(Data for the task begins)
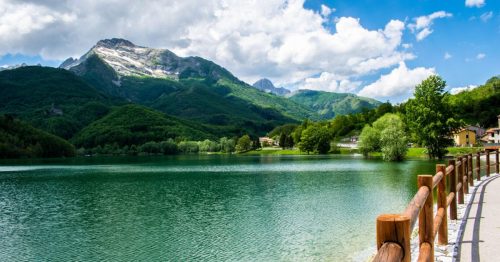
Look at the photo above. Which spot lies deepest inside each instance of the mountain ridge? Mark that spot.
(266, 85)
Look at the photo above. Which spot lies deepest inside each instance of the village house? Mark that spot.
(465, 137)
(267, 141)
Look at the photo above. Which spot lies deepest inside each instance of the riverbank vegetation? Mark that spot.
(19, 140)
(426, 120)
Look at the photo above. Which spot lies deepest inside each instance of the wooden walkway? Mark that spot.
(480, 237)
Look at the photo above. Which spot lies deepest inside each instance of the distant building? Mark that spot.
(266, 141)
(465, 137)
(493, 135)
(479, 131)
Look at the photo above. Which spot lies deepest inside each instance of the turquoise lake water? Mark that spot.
(199, 208)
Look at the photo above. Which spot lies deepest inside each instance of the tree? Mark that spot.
(315, 138)
(244, 144)
(393, 143)
(227, 145)
(369, 140)
(387, 135)
(430, 118)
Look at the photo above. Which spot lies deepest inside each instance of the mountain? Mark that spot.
(2, 68)
(190, 88)
(19, 139)
(135, 125)
(54, 100)
(266, 85)
(329, 104)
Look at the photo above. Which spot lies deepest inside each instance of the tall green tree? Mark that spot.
(386, 135)
(244, 144)
(369, 140)
(430, 118)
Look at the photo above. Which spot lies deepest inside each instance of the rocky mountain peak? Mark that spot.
(128, 59)
(115, 42)
(266, 85)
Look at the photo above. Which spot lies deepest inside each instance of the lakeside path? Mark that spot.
(480, 236)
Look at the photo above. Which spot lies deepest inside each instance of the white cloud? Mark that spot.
(474, 3)
(457, 90)
(326, 11)
(276, 38)
(406, 45)
(422, 26)
(486, 16)
(398, 84)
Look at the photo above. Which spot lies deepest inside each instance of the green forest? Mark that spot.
(195, 114)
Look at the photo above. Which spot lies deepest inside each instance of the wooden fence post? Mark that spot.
(394, 228)
(487, 163)
(497, 164)
(426, 216)
(460, 179)
(478, 166)
(470, 172)
(453, 189)
(441, 203)
(463, 178)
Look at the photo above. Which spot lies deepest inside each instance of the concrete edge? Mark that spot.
(463, 221)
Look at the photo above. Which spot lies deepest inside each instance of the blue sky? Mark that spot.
(365, 47)
(464, 35)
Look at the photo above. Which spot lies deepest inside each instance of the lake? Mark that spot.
(200, 207)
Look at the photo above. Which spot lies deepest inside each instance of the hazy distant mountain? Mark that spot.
(329, 104)
(266, 85)
(10, 67)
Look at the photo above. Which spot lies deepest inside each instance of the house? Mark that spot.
(479, 131)
(266, 141)
(465, 137)
(493, 135)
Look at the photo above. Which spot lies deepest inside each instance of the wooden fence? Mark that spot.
(394, 230)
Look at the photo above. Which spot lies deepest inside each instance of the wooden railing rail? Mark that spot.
(394, 230)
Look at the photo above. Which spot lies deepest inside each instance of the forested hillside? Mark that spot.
(19, 139)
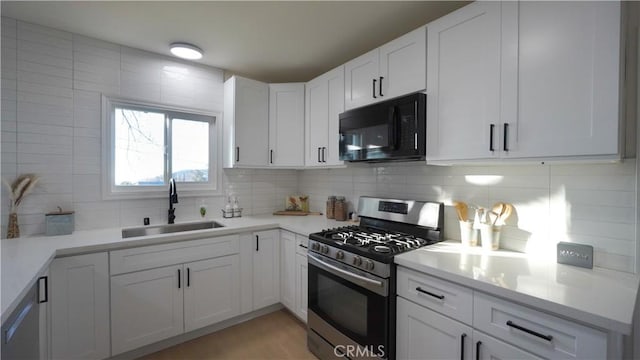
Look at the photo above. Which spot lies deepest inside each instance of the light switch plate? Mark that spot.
(575, 254)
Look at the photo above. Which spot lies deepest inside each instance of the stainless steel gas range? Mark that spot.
(351, 310)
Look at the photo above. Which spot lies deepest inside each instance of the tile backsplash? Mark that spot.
(52, 83)
(593, 204)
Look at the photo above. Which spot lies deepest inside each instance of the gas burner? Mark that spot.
(382, 249)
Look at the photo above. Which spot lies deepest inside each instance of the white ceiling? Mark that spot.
(271, 41)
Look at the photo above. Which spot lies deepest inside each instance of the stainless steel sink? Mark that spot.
(172, 228)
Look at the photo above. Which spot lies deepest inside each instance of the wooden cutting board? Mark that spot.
(296, 213)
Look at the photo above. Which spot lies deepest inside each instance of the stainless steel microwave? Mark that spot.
(391, 130)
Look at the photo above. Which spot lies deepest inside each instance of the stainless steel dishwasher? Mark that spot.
(21, 331)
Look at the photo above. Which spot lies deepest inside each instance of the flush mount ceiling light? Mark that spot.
(186, 51)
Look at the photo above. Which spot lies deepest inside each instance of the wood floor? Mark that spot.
(278, 335)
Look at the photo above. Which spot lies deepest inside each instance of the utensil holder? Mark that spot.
(468, 235)
(490, 236)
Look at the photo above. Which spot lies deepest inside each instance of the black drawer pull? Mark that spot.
(374, 89)
(491, 127)
(505, 142)
(45, 288)
(419, 289)
(528, 331)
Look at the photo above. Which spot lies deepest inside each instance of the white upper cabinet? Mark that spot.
(524, 80)
(396, 68)
(463, 82)
(286, 124)
(324, 102)
(568, 78)
(246, 123)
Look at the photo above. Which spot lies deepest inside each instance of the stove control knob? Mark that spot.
(357, 261)
(368, 264)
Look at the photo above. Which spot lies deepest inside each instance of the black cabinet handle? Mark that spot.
(529, 331)
(374, 89)
(419, 289)
(491, 127)
(504, 137)
(462, 337)
(46, 289)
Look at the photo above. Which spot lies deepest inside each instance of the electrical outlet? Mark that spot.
(575, 254)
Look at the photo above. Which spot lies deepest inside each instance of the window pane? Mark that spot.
(190, 150)
(139, 153)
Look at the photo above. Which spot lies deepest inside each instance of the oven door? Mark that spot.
(348, 302)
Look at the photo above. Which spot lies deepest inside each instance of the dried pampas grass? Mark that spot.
(19, 188)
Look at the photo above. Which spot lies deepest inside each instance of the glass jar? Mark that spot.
(331, 201)
(340, 209)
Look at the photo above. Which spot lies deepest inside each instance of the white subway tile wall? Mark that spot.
(52, 82)
(590, 204)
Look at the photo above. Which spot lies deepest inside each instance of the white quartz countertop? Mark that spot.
(24, 259)
(597, 297)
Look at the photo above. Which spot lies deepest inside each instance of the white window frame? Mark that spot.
(111, 191)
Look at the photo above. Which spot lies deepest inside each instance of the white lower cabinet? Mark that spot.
(79, 288)
(146, 306)
(212, 291)
(425, 334)
(266, 268)
(499, 329)
(293, 267)
(301, 286)
(152, 305)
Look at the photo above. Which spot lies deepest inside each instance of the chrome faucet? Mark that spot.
(173, 199)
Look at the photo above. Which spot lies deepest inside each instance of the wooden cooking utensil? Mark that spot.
(497, 211)
(462, 209)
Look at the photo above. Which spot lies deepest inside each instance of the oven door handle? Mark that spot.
(344, 273)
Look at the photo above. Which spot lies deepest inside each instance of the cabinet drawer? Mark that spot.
(540, 333)
(148, 257)
(302, 242)
(442, 296)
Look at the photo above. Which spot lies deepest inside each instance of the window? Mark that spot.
(149, 144)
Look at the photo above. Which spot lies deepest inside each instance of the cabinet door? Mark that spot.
(Data for the task ends)
Task directions
Skip the images and set down the rest of the data unchanged.

Answer for this exercise
Look at the photo above. Which spot lies deepest inside each instance of the mountain ridge? Mark that spot.
(266, 85)
Look at the photo above. Which spot lies deepest inside each instance of the village house? Mark that spot.
(465, 137)
(267, 141)
Look at the photo above. Which spot lies deepest inside each instance of the riverbank vegetation? Mark that spot.
(19, 140)
(426, 120)
Look at the photo above. Which spot lies deepest inside each instance of the wooden walkway? Mark that spot.
(480, 237)
Look at the photo above. Which spot lies deepest inside each instance of the distant building? Mark that spot.
(266, 141)
(465, 137)
(493, 135)
(479, 131)
Look at the photo above. Which spot lies deepest inside each instance of the turquoise lake water? Mark that spot.
(199, 208)
Look at the photo above. Which spot lies deepest inside each instance of the tree? Mark that spot.
(315, 138)
(244, 144)
(393, 143)
(227, 145)
(369, 140)
(387, 135)
(430, 118)
Look at the photo above. Which spot lies deepest inside each instance of the mountain? Mark that spot.
(2, 68)
(190, 88)
(19, 139)
(135, 125)
(54, 100)
(266, 85)
(329, 104)
Look at the photo above. Which spot lies deepest inside each instance of the tall green tree? Mark that spot.
(386, 135)
(244, 144)
(369, 140)
(430, 118)
Look at the photo above. Which spot lies deepest inside each instance of the rocky mountain peak? Mark that spot.
(128, 59)
(115, 42)
(266, 85)
Look at the photo above. Which spot lies deepest inside each instance of the lakeside path? Mark that spot.
(480, 236)
Look at the photo above. Which spot lies deepest inside each instance of the white cloud? Mark that spot.
(474, 3)
(457, 90)
(326, 11)
(276, 38)
(406, 45)
(422, 26)
(486, 16)
(398, 84)
Look at the photo above. Which spot lies deepest inside each instance of the green forest? Mark that spot.
(195, 114)
Look at the photo above. Which spot lies deepest inside each instance of the wooden fence post? Mark that spot.
(394, 228)
(487, 163)
(497, 164)
(426, 216)
(460, 179)
(478, 166)
(470, 172)
(453, 189)
(441, 203)
(463, 178)
Look at the photo above. Which spot lies deepest inside each instance of the concrete edge? Mark that spot.
(463, 221)
Look at the photo above. Which spot lies deepest inside each instance of the blue sky? Mark that spot.
(365, 47)
(464, 35)
Look at the photo above. Which spot lies deepest inside each instance of the lake? Mark that spot.
(200, 207)
Look at the photo above. Which spot lies deepest inside each instance of the hazy distant mountain? Mark that spot.
(329, 104)
(266, 85)
(10, 67)
Look at the photo above. Which spot lies deepest inside each instance of the house? Mark that spot.
(479, 131)
(266, 141)
(465, 137)
(493, 135)
Look at the photo above. Which spot lies deepest inside each instance of the wooden fence? Mark that spot.
(394, 230)
Look at the photo above. Which spot lies deepest inside each instance of the wooden railing rail? Mark that spot.
(394, 230)
Look at the photo above. Which spot lies deepest inside each instance of the forested hillside? Mark that spot.
(19, 139)
Look at the photo above. Which spot lies deepest inside each instance of the light switch plate? Mark that spot.
(575, 254)
Look at the photo above. Which spot lies deepest inside each instance of the stainless steel gas range? Mark that spot.
(351, 310)
Look at the photo above. Which spot lies deepest inside each instance of the tile backsplash? Mark that spot.
(52, 83)
(593, 204)
Look at the photo above. Which spot lies deepest inside each instance of the gas burner? Mark that spot.
(382, 249)
Look at the photo above. Which spot lies deepest inside each instance of the white ceiling? Mark that spot.
(271, 41)
Look at the photo above. Which spot lies deepest inside each instance of the stainless steel sink? Mark that spot.
(172, 228)
Look at the photo above. Which spot lies deepest inside each instance of the wooden cutting board? Mark that spot.
(296, 213)
Look at the photo above. Which spot lies deepest inside each instance of the stainless steel microwave? Mark that spot.
(391, 130)
Look at the photo above. Which spot lies deepest inside each instance of the stainless steel dishwasher? Mark that spot.
(21, 331)
Look at the photo above. Which spot lies deepest inside each instance of the flush mount ceiling light? Mark that spot.
(186, 51)
Look at the photo above. Which spot lies deepest inside each instance of the wood floor? Mark that spot.
(278, 335)
Look at the photo above. Which spot lies deepest inside each instance of the utensil holder? Mark that spot.
(468, 235)
(490, 236)
Look at the photo above. Which spot lies deepest inside each instance of the black drawer pull? Mark that spot.
(374, 89)
(491, 127)
(505, 142)
(45, 288)
(419, 289)
(528, 331)
Look at the photo above. Which spot lies deepest inside each instance of the white upper cabinet? Mark that spot.
(524, 80)
(396, 68)
(463, 82)
(286, 124)
(324, 102)
(568, 78)
(246, 123)
Look at the photo above. Which spot lies deepest inside each instance of the stove control knob? Mark that spot.
(357, 261)
(368, 264)
Look at the photo above. Which spot lies deepest inside each instance of the black cabinet handle? Mark that spot.
(529, 331)
(374, 89)
(419, 289)
(491, 127)
(504, 137)
(462, 337)
(46, 289)
Look at the photo above. Which spot lies deepest inside each instance of the electrical outlet? Mark that spot.
(575, 254)
Look at the photo above. Which spot lies deepest inside each instance of the window pane? Mark that spot.
(190, 150)
(139, 153)
Look at the photo above. Which spot lies deepest inside each instance of the oven door? Mark that spot.
(348, 302)
Look at the photo above. Which spot lies deepest inside each instance of the dried pampas grass? Mark that spot.
(19, 188)
Look at the photo above. Which spot lies deepest inside each instance of the glass jar? Mark that spot.
(331, 201)
(340, 209)
Look at the photo above. Which spot lies deepest inside each instance of the white subway tile wall? Mark that spot.
(52, 82)
(590, 204)
Look at the photo above. Which spot lies deepest inside each instance of the white quartz countertop? Mark that spot.
(24, 259)
(597, 297)
Look at the photo above. Which spot lies deepest inside each instance of the white window frame? Mark that spot.
(111, 191)
Look at the photo above. Which spot lies deepest inside each instance of the white lower cabinet? Mark that spot.
(79, 288)
(146, 306)
(212, 291)
(425, 334)
(266, 268)
(499, 329)
(293, 267)
(301, 286)
(152, 305)
Look at the photo above. Which spot lies deepest inside each instance of the chrome faucet? Mark that spot.
(173, 199)
Look at the photo above. Which spot lies deepest inside each instance of the wooden cooking utensil? Mark that spot.
(497, 211)
(462, 209)
Look at the photo above. Which spot lies deepest inside each instance of the oven door handle? Mark that spot.
(344, 273)
Look at the photo above. Which spot lies deepest inside each instance of the cabinet drawer? Mark that spot.
(540, 333)
(148, 257)
(302, 242)
(442, 296)
Look at the photo above. Which spot lies deepest inside each instance of the window? Mark that spot.
(149, 144)
Look at the photo above. Which spot lies deepest inside each instance of the cabinet door? Mark that spot.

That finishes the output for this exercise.